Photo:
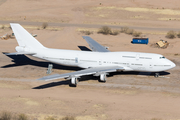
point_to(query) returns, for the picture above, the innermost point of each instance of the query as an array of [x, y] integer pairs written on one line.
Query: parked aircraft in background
[[98, 62]]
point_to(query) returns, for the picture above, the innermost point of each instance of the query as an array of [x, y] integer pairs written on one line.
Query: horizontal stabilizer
[[20, 53], [88, 71]]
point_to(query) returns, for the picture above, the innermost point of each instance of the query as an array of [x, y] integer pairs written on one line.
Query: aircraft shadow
[[138, 73], [21, 60], [84, 48], [52, 84]]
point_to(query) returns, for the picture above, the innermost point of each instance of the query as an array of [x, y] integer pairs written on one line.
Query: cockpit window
[[162, 57]]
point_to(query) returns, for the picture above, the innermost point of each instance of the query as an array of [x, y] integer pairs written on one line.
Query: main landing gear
[[156, 75]]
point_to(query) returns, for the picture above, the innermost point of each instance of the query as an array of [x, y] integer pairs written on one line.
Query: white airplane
[[98, 62]]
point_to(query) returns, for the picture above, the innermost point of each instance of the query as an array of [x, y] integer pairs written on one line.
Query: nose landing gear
[[156, 75]]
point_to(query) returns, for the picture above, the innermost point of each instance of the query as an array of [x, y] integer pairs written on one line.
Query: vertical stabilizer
[[24, 38]]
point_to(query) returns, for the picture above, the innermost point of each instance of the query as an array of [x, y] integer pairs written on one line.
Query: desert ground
[[127, 96]]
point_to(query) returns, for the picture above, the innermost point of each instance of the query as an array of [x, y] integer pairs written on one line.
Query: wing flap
[[20, 53], [88, 71], [95, 46]]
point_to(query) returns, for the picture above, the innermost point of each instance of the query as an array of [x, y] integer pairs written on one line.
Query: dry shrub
[[178, 34], [115, 32], [136, 34], [2, 27], [50, 118], [105, 30], [22, 117], [86, 32], [44, 25], [129, 31], [171, 34], [5, 116], [124, 29], [68, 118]]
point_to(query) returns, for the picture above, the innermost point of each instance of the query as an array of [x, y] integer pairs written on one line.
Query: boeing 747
[[98, 62]]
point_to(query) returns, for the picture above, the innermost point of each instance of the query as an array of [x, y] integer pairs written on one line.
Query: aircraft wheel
[[156, 75]]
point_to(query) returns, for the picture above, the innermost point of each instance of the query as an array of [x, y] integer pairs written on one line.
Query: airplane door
[[76, 60], [100, 62], [150, 65], [137, 56]]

Your assignment: Write out the material above once more, word for word. Images stay out.

Finished task:
Photo:
point_to(query) returns, for the picture above, the innermost point of each instance of the query as an array of [x, y] integer pairs written on one line.
Query: parked aircraft in background
[[98, 62]]
point_to(query) returns, for the picture above, the innermost point of each instance of the query as an array of [x, y] integer pairs written on one line.
Query: horizontal stabilizer
[[20, 53], [88, 71]]
point_to(query) returns, for the picture above, the innermost point of each instance of the query as an array of [x, y] integer pairs written on one line.
Query: aircraft shadow
[[138, 73], [21, 60], [84, 48], [52, 84]]
point_to(query) returns, for the picture above, the innermost point of each instance of the query as an array of [x, y] integer pairs written on one line.
Query: cockpit window
[[162, 57]]
point_to(query) returns, for the picture above, the innermost point of each instance of the query as an array of [x, y] integer pairs written on one line.
Query: main landing gear
[[156, 75]]
point_to(query) returns, for the picture above, the innermost point of each instance of the query as an array of [x, y] integer pairs written on one line.
Query: white airplane
[[98, 62]]
point_to(query) returns, for the picture above, the innermost point of each instance of the query as an array of [x, y] integer pairs written on one line.
Query: nose landing gear
[[156, 75]]
point_to(query) returns, for the picture above, the innermost point of each instance of the query as an array of [x, y] integer pairs written on one line.
Query: vertical stabilizer
[[24, 38]]
point_to(query) returns, for the picture above, the innermost point of each instance of the query as an array of [x, y] integer pairs written on one line.
Query: desert ground
[[127, 96]]
point_to(query) returns, for the picture above, the innermost point of each instance of the query as an array of [x, y] integer pairs written on one line.
Query: wing flap
[[20, 53], [88, 71], [95, 46]]
point_to(query) returns, for the picture above, the innermost point of each instance of the query as an array of [x, y] integer pairs written on one line.
Query: dry shrub
[[178, 34], [115, 32], [136, 34], [2, 27], [50, 118], [105, 30], [22, 117], [86, 32], [44, 25], [129, 31], [171, 34], [5, 116], [124, 29], [68, 118]]
point_to(query) returns, for the picture above, the innermost point of each instance of the query as an array of [x, y] integer pairs written on one line.
Query: boeing 747
[[98, 62]]
point_to(query) returns, for the picture above, the innermost point of each instance of the query as an array of [x, y] integer pairs written on one line.
Query: aircraft wheel
[[156, 75]]
point_to(query) returns, for the picture above, the innermost point of each instance of the query as an array of [x, y] integer pairs written on one line.
Query: airplane door
[[76, 60], [100, 62], [150, 65], [137, 56]]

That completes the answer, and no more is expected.